Images for object localization
------------

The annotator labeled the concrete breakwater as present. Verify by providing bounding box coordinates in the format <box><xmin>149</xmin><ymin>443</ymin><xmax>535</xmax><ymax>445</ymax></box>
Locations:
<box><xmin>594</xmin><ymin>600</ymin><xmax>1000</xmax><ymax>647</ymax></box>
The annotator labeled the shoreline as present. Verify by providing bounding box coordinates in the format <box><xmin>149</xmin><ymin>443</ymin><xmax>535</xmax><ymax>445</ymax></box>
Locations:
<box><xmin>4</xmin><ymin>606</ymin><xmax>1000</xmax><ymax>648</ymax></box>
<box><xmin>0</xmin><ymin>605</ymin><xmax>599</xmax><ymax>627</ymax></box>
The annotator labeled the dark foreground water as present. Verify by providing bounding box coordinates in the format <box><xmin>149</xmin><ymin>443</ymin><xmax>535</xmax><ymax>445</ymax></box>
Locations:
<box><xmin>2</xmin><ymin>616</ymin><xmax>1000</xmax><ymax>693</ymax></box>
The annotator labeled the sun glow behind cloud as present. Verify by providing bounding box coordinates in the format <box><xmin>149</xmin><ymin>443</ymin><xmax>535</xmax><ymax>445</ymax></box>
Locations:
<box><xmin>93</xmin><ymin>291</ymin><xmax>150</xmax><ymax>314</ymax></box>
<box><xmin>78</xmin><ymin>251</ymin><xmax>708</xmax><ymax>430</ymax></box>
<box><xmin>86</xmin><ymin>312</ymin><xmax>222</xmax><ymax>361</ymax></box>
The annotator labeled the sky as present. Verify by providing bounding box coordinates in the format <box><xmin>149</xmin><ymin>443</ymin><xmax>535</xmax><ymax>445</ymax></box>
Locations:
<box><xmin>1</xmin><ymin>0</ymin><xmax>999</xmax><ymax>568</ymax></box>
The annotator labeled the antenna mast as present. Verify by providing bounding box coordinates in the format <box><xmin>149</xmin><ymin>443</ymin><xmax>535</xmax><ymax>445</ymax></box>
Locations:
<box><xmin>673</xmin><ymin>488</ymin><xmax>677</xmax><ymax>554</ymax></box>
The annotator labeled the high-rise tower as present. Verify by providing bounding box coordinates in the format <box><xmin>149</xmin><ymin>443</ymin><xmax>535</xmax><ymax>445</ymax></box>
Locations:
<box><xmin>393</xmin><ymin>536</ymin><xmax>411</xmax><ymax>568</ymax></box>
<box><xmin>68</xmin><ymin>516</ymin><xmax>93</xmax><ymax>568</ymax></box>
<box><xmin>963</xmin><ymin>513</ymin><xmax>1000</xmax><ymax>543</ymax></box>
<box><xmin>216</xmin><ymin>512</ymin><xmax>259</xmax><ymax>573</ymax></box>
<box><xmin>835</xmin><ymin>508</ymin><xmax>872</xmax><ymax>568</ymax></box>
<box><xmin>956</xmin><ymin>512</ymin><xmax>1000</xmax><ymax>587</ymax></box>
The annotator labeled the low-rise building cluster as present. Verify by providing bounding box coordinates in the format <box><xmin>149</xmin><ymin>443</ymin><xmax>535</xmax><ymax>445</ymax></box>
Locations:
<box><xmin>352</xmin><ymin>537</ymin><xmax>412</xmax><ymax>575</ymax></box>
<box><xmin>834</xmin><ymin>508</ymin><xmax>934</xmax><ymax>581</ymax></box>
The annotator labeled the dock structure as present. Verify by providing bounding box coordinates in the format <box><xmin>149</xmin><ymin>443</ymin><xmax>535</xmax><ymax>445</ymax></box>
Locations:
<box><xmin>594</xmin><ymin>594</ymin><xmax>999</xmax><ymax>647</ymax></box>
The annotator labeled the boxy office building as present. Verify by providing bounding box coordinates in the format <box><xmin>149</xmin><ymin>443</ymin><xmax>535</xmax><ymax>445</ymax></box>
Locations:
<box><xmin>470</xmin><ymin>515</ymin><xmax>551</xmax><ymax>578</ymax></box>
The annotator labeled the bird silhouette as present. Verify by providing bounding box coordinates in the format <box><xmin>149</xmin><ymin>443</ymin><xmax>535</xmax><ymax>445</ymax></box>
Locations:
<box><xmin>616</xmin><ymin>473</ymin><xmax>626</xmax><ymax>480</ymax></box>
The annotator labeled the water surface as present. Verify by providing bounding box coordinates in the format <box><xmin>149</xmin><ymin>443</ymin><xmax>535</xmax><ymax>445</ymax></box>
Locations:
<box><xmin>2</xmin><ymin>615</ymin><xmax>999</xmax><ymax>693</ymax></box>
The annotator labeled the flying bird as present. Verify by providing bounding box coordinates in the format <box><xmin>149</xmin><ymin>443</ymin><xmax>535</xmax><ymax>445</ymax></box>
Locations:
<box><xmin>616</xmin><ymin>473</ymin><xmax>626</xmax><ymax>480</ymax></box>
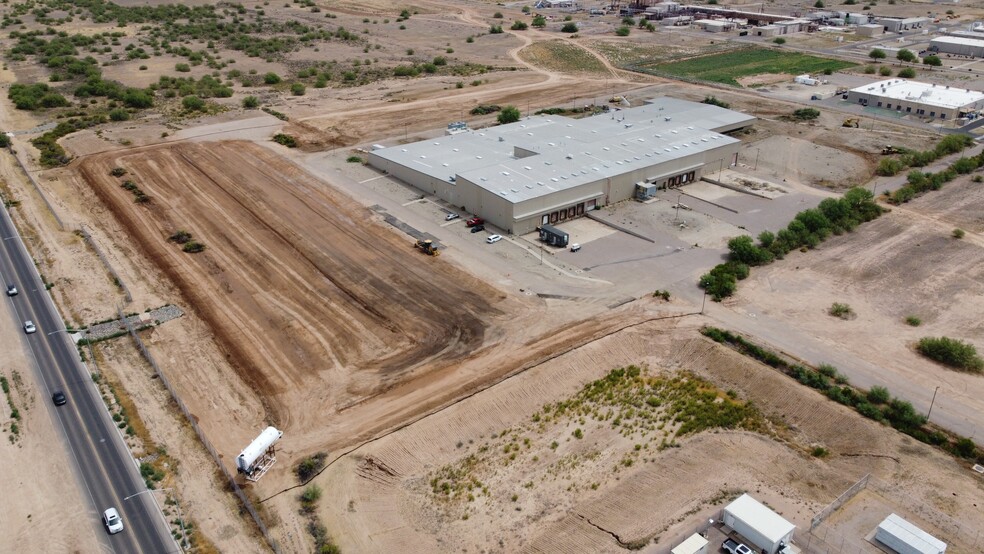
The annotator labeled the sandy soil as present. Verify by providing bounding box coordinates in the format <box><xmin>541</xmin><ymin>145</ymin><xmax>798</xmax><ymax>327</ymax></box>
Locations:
<box><xmin>310</xmin><ymin>321</ymin><xmax>984</xmax><ymax>553</ymax></box>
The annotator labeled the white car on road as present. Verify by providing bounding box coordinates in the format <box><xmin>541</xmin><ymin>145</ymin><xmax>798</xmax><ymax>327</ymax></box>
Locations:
<box><xmin>486</xmin><ymin>234</ymin><xmax>502</xmax><ymax>244</ymax></box>
<box><xmin>23</xmin><ymin>320</ymin><xmax>36</xmax><ymax>334</ymax></box>
<box><xmin>103</xmin><ymin>507</ymin><xmax>124</xmax><ymax>534</ymax></box>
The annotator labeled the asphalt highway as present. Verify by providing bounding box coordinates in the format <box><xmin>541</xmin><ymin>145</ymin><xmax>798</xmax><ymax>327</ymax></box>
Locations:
<box><xmin>0</xmin><ymin>204</ymin><xmax>176</xmax><ymax>553</ymax></box>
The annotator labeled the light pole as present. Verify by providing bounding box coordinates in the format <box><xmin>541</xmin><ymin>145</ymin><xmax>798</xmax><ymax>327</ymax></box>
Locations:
<box><xmin>125</xmin><ymin>487</ymin><xmax>185</xmax><ymax>551</ymax></box>
<box><xmin>927</xmin><ymin>385</ymin><xmax>940</xmax><ymax>420</ymax></box>
<box><xmin>675</xmin><ymin>192</ymin><xmax>682</xmax><ymax>223</ymax></box>
<box><xmin>700</xmin><ymin>289</ymin><xmax>707</xmax><ymax>314</ymax></box>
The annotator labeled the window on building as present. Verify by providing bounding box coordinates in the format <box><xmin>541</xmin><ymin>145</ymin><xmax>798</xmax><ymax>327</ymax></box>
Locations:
<box><xmin>930</xmin><ymin>111</ymin><xmax>935</xmax><ymax>117</ymax></box>
<box><xmin>941</xmin><ymin>113</ymin><xmax>946</xmax><ymax>119</ymax></box>
<box><xmin>906</xmin><ymin>107</ymin><xmax>911</xmax><ymax>113</ymax></box>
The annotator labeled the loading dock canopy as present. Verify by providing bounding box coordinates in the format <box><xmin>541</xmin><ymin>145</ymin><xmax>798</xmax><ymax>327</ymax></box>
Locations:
<box><xmin>723</xmin><ymin>494</ymin><xmax>795</xmax><ymax>553</ymax></box>
<box><xmin>875</xmin><ymin>513</ymin><xmax>946</xmax><ymax>554</ymax></box>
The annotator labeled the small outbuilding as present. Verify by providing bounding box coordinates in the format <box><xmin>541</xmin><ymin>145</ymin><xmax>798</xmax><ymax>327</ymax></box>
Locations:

------------

### Try it:
When you reproduce the entries above, keep every word exactly and leave out each picture.

### Solution:
The annotator labeled the concrete breakwater as present. Verify by providing bounding box coordinates in the format <box><xmin>149</xmin><ymin>443</ymin><xmax>535</xmax><ymax>445</ymax></box>
Locations:
<box><xmin>594</xmin><ymin>600</ymin><xmax>1000</xmax><ymax>647</ymax></box>
The annotator labeled the shoreline as present. Verify by providing bounding box coordinates in the format <box><xmin>149</xmin><ymin>443</ymin><xmax>535</xmax><ymax>445</ymax></box>
Locations:
<box><xmin>4</xmin><ymin>606</ymin><xmax>1000</xmax><ymax>648</ymax></box>
<box><xmin>0</xmin><ymin>605</ymin><xmax>599</xmax><ymax>627</ymax></box>
The annotator labeled the dark foreground water as present. Verify by providing bounding box coordinates in the format <box><xmin>149</xmin><ymin>443</ymin><xmax>535</xmax><ymax>445</ymax></box>
Locations:
<box><xmin>2</xmin><ymin>616</ymin><xmax>1000</xmax><ymax>693</ymax></box>
The annotator labeled the sun glow behind cloud as present. Verify by providing bounding box coordinates in the format <box><xmin>149</xmin><ymin>443</ymin><xmax>535</xmax><ymax>445</ymax></box>
Locations:
<box><xmin>93</xmin><ymin>291</ymin><xmax>150</xmax><ymax>314</ymax></box>
<box><xmin>78</xmin><ymin>251</ymin><xmax>708</xmax><ymax>430</ymax></box>
<box><xmin>86</xmin><ymin>312</ymin><xmax>222</xmax><ymax>361</ymax></box>
The annotator labeled the sky as present. Verify by providing bounding box coordinates in the format <box><xmin>149</xmin><ymin>443</ymin><xmax>535</xmax><ymax>445</ymax></box>
Locations:
<box><xmin>1</xmin><ymin>0</ymin><xmax>999</xmax><ymax>568</ymax></box>
The annotator labeled the antenna mast as present. Verify by providing bounding box coordinates in the format <box><xmin>149</xmin><ymin>443</ymin><xmax>535</xmax><ymax>445</ymax></box>
Locations:
<box><xmin>673</xmin><ymin>488</ymin><xmax>677</xmax><ymax>554</ymax></box>
The annotator labeled the high-rise tower as present. Verify by providing bounding box coordinates in the format <box><xmin>149</xmin><ymin>443</ymin><xmax>535</xmax><ymax>445</ymax></box>
Locations:
<box><xmin>393</xmin><ymin>536</ymin><xmax>411</xmax><ymax>568</ymax></box>
<box><xmin>68</xmin><ymin>516</ymin><xmax>93</xmax><ymax>568</ymax></box>
<box><xmin>963</xmin><ymin>513</ymin><xmax>1000</xmax><ymax>543</ymax></box>
<box><xmin>216</xmin><ymin>512</ymin><xmax>259</xmax><ymax>573</ymax></box>
<box><xmin>835</xmin><ymin>508</ymin><xmax>872</xmax><ymax>568</ymax></box>
<box><xmin>956</xmin><ymin>512</ymin><xmax>1000</xmax><ymax>587</ymax></box>
The annotator labeled the low-rise building cluster as present. Verify by providing bounding box coordinates in the format <box><xmin>149</xmin><ymin>443</ymin><xmax>535</xmax><ymax>445</ymax></box>
Locations:
<box><xmin>352</xmin><ymin>537</ymin><xmax>412</xmax><ymax>575</ymax></box>
<box><xmin>834</xmin><ymin>508</ymin><xmax>934</xmax><ymax>581</ymax></box>
The annotator labeled the dock structure as present. Verify by providing bounding box coordinates in the format <box><xmin>149</xmin><ymin>443</ymin><xmax>535</xmax><ymax>445</ymax></box>
Locations:
<box><xmin>594</xmin><ymin>594</ymin><xmax>999</xmax><ymax>647</ymax></box>
The annotator labeled the boxy office building as present. Verify by providing bounding box coordinates in the format <box><xmin>149</xmin><ymin>443</ymin><xmax>535</xmax><ymax>445</ymax></box>
Locations:
<box><xmin>470</xmin><ymin>515</ymin><xmax>551</xmax><ymax>578</ymax></box>
The annotator labeled the bird silhouette as present. Verify by providing bounding box coordinates in the format <box><xmin>149</xmin><ymin>443</ymin><xmax>535</xmax><ymax>445</ymax></box>
Locations:
<box><xmin>616</xmin><ymin>473</ymin><xmax>626</xmax><ymax>480</ymax></box>
The annotator labeled the water surface as present. Verify by providing bounding box coordinates in the format <box><xmin>149</xmin><ymin>443</ymin><xmax>535</xmax><ymax>445</ymax></box>
Locations:
<box><xmin>2</xmin><ymin>615</ymin><xmax>999</xmax><ymax>693</ymax></box>
The annotator labeled the flying bird as present. Verify by providing bounding box coordinates in the format <box><xmin>149</xmin><ymin>443</ymin><xmax>535</xmax><ymax>445</ymax></box>
Locations:
<box><xmin>616</xmin><ymin>473</ymin><xmax>626</xmax><ymax>480</ymax></box>
The annotator labeled the sandy soil as present. Verify by providing bounding box coordinates in the format <box><xmin>541</xmin><ymin>145</ymin><xmax>798</xmax><ymax>327</ymax></box>
Locations:
<box><xmin>310</xmin><ymin>321</ymin><xmax>984</xmax><ymax>553</ymax></box>
The annotator labeled the white car on road as present. Verify by providing bounding box coordinates in the format <box><xmin>541</xmin><ymin>145</ymin><xmax>798</xmax><ymax>327</ymax></box>
Locations:
<box><xmin>486</xmin><ymin>234</ymin><xmax>502</xmax><ymax>244</ymax></box>
<box><xmin>23</xmin><ymin>320</ymin><xmax>36</xmax><ymax>334</ymax></box>
<box><xmin>103</xmin><ymin>507</ymin><xmax>124</xmax><ymax>534</ymax></box>
The annotator labeled the asphalt highway as present. Verify by providing bounding box coordinates in the format <box><xmin>541</xmin><ymin>145</ymin><xmax>798</xmax><ymax>327</ymax></box>
Locations:
<box><xmin>0</xmin><ymin>204</ymin><xmax>176</xmax><ymax>553</ymax></box>
The annotator labeled the light pole as present. Verify by providing bounding box coordinates in the format <box><xmin>541</xmin><ymin>145</ymin><xmax>798</xmax><ymax>327</ymax></box>
Locations:
<box><xmin>125</xmin><ymin>487</ymin><xmax>185</xmax><ymax>551</ymax></box>
<box><xmin>927</xmin><ymin>385</ymin><xmax>940</xmax><ymax>420</ymax></box>
<box><xmin>675</xmin><ymin>192</ymin><xmax>682</xmax><ymax>223</ymax></box>
<box><xmin>700</xmin><ymin>289</ymin><xmax>707</xmax><ymax>314</ymax></box>
The annotator labeled the window on building as present. Verify by providing bounding box coordinates in the format <box><xmin>541</xmin><ymin>145</ymin><xmax>798</xmax><ymax>327</ymax></box>
Locations:
<box><xmin>930</xmin><ymin>111</ymin><xmax>935</xmax><ymax>117</ymax></box>
<box><xmin>941</xmin><ymin>113</ymin><xmax>946</xmax><ymax>119</ymax></box>
<box><xmin>906</xmin><ymin>107</ymin><xmax>911</xmax><ymax>113</ymax></box>
The annotator labeled the loading dock canopy as present. Verify by providing bounding box coordinates in the format <box><xmin>541</xmin><ymin>145</ymin><xmax>798</xmax><ymax>327</ymax></box>
Locations:
<box><xmin>723</xmin><ymin>494</ymin><xmax>795</xmax><ymax>553</ymax></box>
<box><xmin>875</xmin><ymin>513</ymin><xmax>946</xmax><ymax>554</ymax></box>
The annotator labeled the small outbuilding as present. Verify by providing bounding box coordinates in the format <box><xmin>541</xmin><ymin>145</ymin><xmax>798</xmax><ymax>327</ymax></box>
Locations:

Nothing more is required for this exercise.